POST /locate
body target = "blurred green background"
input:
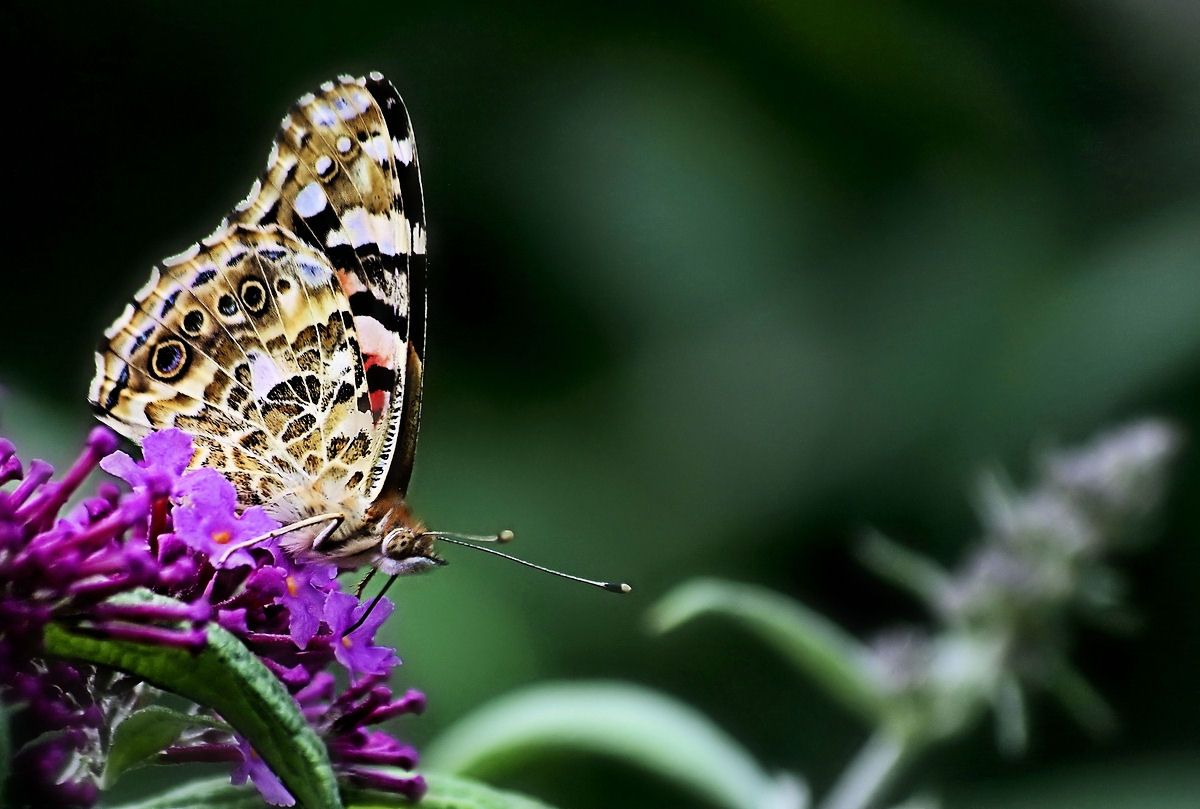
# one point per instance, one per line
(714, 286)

---

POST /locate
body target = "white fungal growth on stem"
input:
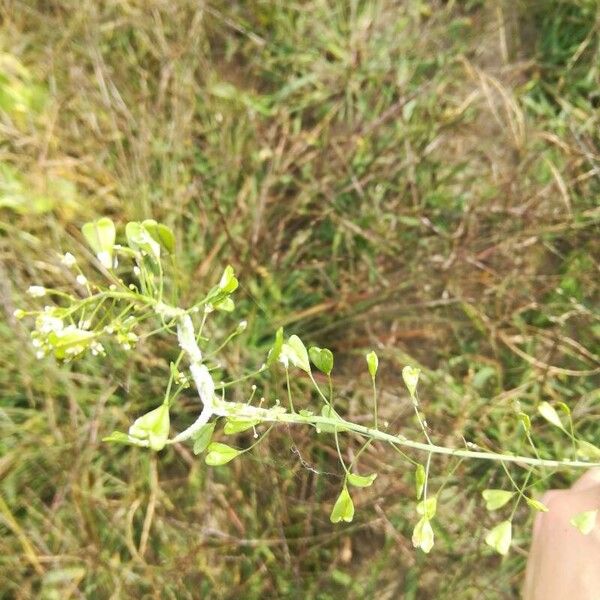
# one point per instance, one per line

---

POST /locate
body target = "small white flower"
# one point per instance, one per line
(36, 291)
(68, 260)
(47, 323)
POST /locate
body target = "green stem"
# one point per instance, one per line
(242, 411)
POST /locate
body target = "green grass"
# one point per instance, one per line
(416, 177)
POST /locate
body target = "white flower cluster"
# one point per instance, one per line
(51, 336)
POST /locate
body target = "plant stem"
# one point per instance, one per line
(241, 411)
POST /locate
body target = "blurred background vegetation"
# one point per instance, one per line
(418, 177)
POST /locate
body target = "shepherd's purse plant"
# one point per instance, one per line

■ Task directions
Find each line in the records that includes the word "flower". Report the total and nothing more.

■ Written answer
2